Task to complete
Could you report every line of the listing below that holds the word "rough"?

Exercise data
··········

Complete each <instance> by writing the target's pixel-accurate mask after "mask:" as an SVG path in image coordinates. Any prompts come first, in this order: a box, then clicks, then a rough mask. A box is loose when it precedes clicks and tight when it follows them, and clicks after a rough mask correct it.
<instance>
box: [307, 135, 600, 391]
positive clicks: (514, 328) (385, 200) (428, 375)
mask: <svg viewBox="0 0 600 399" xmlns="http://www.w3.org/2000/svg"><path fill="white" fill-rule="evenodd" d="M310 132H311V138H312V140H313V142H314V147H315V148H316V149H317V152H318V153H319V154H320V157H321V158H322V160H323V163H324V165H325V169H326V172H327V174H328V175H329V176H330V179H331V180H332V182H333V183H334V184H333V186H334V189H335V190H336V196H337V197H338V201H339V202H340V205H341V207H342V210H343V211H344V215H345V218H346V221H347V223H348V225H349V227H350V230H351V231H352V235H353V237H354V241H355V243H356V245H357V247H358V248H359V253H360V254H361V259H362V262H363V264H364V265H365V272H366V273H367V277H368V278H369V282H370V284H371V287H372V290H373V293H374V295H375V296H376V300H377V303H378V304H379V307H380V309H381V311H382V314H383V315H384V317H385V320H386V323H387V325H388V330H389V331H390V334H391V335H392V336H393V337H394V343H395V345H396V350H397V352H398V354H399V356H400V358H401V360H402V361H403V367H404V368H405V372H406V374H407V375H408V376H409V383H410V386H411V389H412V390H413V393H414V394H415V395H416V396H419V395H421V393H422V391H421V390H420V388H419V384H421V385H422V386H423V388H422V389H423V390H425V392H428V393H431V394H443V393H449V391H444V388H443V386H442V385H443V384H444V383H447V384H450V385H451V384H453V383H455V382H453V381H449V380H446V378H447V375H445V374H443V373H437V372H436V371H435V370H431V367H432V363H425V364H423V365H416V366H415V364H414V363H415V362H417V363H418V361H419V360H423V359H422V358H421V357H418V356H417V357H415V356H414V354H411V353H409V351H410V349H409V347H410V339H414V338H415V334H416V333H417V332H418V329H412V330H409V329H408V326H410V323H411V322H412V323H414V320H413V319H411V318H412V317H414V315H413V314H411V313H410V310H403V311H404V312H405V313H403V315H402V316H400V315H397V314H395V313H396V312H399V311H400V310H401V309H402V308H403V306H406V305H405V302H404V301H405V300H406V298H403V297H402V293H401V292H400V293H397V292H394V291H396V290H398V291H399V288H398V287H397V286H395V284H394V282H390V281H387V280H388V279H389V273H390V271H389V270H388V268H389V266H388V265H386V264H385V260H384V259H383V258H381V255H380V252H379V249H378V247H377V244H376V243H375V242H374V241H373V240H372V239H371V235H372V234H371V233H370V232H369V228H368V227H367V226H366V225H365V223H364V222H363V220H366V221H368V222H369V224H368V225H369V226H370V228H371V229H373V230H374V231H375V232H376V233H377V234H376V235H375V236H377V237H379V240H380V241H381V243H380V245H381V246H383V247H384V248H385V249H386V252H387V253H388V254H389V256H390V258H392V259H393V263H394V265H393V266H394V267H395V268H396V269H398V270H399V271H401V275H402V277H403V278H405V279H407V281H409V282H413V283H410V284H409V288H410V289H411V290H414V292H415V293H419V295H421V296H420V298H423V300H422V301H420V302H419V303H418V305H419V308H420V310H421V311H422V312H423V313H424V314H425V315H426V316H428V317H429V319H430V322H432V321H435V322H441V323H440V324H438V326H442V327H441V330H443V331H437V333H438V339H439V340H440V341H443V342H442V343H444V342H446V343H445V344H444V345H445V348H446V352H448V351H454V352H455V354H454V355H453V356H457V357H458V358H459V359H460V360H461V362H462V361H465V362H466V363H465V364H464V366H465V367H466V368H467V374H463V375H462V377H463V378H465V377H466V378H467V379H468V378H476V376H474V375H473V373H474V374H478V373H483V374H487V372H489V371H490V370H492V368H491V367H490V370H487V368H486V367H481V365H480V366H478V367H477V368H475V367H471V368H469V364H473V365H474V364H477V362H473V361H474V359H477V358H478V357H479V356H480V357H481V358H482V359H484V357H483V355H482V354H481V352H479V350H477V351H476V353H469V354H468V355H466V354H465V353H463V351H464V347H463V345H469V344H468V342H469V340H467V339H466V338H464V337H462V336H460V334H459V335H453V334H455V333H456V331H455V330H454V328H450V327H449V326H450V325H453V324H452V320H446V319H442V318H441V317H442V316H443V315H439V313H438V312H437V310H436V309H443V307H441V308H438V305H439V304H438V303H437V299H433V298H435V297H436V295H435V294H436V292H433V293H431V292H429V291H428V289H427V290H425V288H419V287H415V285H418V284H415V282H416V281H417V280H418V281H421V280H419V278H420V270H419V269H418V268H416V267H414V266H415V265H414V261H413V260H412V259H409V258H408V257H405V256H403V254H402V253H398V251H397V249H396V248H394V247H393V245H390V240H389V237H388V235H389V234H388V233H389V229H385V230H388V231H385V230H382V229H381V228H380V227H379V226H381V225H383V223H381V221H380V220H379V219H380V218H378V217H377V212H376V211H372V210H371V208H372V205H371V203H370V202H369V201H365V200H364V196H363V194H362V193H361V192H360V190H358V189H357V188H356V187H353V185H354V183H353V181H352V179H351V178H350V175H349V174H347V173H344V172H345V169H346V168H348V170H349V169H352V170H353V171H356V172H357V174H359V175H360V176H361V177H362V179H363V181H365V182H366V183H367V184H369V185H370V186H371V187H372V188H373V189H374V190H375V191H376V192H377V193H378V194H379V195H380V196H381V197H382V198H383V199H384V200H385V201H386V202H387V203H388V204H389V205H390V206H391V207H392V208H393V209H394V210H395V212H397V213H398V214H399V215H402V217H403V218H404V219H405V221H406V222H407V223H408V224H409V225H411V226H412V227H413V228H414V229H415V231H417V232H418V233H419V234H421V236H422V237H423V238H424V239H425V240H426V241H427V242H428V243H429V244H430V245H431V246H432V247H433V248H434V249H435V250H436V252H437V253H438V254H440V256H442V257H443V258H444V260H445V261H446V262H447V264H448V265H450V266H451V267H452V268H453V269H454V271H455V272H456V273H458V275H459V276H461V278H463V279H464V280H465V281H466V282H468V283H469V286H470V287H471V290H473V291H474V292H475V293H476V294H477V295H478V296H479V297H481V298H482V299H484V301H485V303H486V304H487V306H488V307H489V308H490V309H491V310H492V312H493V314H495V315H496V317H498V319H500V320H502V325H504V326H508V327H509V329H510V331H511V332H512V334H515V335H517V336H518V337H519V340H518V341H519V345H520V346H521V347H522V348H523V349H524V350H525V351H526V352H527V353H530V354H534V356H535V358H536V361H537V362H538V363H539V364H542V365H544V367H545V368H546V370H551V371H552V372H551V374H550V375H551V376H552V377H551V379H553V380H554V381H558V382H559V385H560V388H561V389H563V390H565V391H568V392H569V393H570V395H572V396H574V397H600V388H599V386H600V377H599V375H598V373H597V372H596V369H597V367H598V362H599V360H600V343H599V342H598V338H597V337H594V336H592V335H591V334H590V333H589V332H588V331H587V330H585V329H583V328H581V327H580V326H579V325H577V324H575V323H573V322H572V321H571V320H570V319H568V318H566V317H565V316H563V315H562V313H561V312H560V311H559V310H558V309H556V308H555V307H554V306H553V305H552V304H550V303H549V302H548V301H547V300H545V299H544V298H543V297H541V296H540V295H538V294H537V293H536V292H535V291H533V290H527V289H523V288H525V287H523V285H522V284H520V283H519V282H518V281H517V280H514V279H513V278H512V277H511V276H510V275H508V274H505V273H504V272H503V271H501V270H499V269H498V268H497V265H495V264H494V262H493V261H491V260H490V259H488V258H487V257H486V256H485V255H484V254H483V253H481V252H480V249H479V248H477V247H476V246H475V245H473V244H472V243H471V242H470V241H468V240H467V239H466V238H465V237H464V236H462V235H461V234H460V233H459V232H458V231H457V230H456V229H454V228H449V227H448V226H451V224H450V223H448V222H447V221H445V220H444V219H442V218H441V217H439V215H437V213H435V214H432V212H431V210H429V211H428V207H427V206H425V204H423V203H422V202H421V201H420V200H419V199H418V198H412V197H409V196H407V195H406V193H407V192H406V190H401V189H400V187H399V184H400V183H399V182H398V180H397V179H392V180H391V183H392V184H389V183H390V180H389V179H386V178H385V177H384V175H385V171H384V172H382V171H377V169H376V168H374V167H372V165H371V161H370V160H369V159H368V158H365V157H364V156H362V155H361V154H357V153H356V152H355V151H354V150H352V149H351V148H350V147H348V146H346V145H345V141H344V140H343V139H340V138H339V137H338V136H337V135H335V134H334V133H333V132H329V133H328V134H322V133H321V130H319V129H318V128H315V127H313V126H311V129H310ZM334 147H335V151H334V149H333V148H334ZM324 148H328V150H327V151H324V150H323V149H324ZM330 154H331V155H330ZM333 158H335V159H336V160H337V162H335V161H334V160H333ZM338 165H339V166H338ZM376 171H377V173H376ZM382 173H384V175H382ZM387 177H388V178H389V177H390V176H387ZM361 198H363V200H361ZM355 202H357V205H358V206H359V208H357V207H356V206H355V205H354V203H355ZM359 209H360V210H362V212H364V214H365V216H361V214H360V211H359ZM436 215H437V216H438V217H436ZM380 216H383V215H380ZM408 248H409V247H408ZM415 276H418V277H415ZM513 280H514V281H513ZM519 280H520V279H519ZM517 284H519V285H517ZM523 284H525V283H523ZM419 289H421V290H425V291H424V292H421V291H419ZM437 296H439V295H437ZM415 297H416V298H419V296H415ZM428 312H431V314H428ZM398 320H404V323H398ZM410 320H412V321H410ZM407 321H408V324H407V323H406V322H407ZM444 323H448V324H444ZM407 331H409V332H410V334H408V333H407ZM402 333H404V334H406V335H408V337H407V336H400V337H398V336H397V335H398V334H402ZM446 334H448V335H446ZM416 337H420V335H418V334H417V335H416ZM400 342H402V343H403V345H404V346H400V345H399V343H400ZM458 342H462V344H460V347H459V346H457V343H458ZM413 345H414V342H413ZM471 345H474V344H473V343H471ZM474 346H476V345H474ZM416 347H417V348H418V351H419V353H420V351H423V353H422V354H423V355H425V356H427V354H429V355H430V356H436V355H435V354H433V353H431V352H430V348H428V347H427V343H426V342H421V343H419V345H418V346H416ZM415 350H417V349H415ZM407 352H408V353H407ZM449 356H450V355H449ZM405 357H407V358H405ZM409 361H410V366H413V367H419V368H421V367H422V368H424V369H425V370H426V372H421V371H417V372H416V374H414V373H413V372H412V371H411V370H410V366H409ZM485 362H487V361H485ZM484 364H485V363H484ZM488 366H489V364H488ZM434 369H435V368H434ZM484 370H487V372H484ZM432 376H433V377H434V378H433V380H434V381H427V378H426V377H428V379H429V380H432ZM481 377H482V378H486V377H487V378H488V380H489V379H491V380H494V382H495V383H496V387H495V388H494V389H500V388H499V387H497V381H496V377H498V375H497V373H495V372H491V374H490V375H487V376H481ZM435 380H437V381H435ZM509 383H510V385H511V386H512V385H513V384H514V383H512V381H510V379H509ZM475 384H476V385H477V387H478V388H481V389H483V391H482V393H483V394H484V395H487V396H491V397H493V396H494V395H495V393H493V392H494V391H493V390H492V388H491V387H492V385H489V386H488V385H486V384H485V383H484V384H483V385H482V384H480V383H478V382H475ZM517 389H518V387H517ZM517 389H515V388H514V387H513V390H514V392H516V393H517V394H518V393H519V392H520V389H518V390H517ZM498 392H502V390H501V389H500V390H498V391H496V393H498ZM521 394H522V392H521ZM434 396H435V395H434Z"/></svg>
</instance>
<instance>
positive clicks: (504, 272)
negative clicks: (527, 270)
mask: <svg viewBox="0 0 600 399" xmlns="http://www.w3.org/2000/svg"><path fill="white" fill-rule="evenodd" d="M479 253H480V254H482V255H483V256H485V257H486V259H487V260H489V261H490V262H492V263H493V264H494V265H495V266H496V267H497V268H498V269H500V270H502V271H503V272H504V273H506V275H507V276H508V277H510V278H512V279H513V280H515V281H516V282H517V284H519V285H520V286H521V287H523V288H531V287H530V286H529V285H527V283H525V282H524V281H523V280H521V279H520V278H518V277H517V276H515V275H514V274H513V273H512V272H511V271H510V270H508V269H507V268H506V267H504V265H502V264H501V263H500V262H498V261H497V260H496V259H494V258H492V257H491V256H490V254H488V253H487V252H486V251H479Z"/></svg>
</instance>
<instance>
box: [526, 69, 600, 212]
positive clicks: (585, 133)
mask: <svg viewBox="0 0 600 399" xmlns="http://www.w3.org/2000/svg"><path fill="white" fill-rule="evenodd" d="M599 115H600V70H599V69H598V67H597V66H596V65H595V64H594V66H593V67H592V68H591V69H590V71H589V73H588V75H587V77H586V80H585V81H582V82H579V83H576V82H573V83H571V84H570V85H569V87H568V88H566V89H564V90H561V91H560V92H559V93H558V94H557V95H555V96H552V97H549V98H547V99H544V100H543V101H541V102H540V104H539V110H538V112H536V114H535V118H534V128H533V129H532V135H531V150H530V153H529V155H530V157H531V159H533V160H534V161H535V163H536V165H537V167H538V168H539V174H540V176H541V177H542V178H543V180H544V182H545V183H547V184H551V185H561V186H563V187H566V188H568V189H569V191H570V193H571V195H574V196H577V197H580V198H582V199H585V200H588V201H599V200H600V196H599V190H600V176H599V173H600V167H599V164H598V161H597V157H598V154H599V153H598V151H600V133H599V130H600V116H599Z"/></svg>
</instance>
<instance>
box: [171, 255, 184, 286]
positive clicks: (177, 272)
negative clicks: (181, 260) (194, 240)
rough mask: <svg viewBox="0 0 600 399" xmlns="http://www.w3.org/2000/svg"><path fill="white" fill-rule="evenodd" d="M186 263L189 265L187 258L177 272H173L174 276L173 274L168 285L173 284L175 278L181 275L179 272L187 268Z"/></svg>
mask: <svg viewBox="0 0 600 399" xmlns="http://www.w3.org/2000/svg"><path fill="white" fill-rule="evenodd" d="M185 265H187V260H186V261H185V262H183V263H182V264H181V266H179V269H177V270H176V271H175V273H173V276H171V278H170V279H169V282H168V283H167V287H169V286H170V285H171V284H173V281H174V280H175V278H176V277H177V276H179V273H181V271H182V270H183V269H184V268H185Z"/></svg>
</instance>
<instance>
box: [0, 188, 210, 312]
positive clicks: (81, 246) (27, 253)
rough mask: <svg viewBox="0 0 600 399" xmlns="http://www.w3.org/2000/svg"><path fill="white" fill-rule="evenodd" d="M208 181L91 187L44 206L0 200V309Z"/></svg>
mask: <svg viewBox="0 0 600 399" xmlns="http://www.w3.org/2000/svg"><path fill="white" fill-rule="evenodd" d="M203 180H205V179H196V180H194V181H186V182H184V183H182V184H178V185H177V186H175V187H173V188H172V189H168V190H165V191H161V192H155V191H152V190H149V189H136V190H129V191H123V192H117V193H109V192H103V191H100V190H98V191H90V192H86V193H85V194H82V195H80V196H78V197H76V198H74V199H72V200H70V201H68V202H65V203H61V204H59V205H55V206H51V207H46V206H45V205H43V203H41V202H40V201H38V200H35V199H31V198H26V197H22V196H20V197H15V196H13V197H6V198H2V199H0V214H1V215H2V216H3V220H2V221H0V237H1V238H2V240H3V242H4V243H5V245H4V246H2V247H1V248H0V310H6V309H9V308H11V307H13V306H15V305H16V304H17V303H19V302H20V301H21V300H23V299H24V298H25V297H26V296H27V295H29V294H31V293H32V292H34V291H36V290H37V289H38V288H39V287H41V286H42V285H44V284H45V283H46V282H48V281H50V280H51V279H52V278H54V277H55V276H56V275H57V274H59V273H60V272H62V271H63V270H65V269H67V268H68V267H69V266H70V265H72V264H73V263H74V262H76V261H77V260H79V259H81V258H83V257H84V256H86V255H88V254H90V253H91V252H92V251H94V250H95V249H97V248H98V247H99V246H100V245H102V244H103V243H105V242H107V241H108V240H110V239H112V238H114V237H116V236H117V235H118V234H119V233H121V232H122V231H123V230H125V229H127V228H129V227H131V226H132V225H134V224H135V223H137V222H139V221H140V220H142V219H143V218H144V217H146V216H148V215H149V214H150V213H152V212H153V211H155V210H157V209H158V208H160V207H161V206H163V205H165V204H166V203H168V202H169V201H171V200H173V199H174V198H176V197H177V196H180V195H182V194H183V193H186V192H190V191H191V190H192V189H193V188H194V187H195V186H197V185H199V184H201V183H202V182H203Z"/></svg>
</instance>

··········

Written answer
Complete each <instance> by writing the target's pixel-accurate mask after "mask:" as an SVG path in image coordinates. Any prompts come first, in this order: a box, then clicks, then a rough mask. A box is loose when it precedes clicks and tight when it follows them, and clicks after a rough mask correct it.
rough mask: <svg viewBox="0 0 600 399" xmlns="http://www.w3.org/2000/svg"><path fill="white" fill-rule="evenodd" d="M186 263L189 265L187 258L177 272H173L174 276L173 274L168 285L173 284L175 278L181 275L179 272L187 268Z"/></svg>
rough mask: <svg viewBox="0 0 600 399" xmlns="http://www.w3.org/2000/svg"><path fill="white" fill-rule="evenodd" d="M208 181L91 187L44 206L0 200V309Z"/></svg>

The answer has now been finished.